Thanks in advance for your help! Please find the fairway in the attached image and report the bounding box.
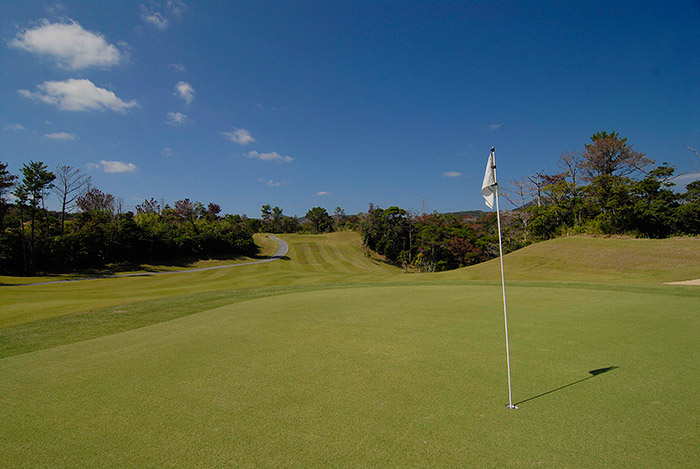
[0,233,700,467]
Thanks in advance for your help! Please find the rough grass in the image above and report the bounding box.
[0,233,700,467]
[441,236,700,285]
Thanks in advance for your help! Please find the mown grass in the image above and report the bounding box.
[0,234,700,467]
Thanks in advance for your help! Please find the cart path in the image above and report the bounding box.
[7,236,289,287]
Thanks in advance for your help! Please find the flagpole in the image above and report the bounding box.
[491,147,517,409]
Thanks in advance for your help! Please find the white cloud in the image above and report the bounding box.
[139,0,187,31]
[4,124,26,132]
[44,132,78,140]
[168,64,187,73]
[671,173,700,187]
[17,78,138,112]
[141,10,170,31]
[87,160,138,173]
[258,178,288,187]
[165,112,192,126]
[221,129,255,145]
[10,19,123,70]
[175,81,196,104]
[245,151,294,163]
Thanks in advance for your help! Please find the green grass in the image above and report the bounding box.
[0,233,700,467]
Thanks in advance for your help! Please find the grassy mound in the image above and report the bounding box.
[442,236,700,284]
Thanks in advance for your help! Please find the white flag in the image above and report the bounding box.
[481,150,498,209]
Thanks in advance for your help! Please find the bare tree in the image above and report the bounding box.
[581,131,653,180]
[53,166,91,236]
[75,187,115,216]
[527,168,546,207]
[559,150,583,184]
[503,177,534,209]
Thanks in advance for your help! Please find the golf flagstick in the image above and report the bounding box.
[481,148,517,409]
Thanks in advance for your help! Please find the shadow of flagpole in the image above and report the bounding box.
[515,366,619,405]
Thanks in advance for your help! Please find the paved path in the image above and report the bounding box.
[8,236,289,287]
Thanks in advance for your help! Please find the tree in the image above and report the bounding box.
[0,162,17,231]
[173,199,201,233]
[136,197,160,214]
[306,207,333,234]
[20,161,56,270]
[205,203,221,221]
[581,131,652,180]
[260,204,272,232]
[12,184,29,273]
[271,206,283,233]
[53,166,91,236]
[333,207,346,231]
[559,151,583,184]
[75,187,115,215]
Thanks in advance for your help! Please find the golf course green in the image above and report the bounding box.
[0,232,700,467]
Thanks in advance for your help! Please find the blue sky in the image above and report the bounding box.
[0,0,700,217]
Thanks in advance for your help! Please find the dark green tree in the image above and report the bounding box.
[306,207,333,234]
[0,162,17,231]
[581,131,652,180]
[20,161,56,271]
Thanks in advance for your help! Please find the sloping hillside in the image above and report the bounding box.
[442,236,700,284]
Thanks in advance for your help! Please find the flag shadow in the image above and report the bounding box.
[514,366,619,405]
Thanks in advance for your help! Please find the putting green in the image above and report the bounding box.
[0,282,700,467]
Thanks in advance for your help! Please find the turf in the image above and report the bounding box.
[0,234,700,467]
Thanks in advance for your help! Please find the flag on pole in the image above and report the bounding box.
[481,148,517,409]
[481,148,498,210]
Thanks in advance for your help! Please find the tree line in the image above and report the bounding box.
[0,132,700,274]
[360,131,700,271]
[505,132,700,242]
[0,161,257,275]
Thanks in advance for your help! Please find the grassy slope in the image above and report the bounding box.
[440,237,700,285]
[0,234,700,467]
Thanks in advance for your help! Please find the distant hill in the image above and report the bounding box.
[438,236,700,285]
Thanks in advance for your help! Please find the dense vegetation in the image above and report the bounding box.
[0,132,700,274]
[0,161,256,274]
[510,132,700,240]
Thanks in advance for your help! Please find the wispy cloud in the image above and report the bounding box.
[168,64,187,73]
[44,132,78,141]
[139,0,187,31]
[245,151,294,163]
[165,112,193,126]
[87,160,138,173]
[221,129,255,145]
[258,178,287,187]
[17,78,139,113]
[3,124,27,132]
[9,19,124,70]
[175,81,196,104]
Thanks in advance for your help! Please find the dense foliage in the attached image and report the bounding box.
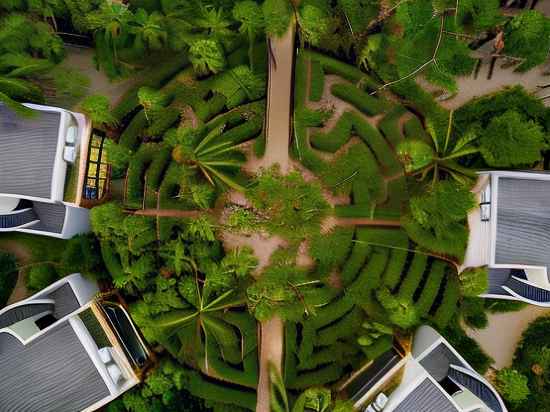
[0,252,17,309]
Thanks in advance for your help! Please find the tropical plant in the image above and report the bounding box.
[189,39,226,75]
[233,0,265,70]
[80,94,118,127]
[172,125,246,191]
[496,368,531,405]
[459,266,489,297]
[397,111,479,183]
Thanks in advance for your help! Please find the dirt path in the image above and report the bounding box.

▶ **Exercise**
Give again the lines from the one containing "Thanks in advance for your help! Please find the cart" through the one containing "[503,177,534,209]", reproducing each exactly.

▶ **Response**
Thanks in advance for your help! Please find the cart path in the image above and report the bounding box.
[7,236,289,287]
Thanks in advance for your help! Please find the flagpole in the image above and report the bounding box.
[491,147,517,409]
Thanks in advance for your help! Please find the white cloud in the image above and report the bounding box.
[139,0,187,31]
[4,124,26,132]
[44,132,78,140]
[168,64,187,73]
[671,173,700,187]
[17,78,138,112]
[141,10,170,31]
[87,160,138,173]
[258,178,288,187]
[165,112,192,126]
[221,129,255,145]
[10,19,123,70]
[175,81,196,104]
[245,151,294,163]
Thanks in advance for your help! Please find the green grass in the image above and report the bounding box.
[0,233,700,467]
Thanks in advance for your help! Please find the grassy mound in the image above and report the bounding box.
[442,236,700,284]
Thanks in advance for your help! Please find the white flag in the image above and report the bounding box.
[481,150,498,209]
Thanks in advance for your help! Please find the bare tree in the image above and report the bounding box.
[581,131,653,180]
[53,166,91,236]
[75,187,115,216]
[527,168,546,207]
[559,150,583,184]
[503,177,534,209]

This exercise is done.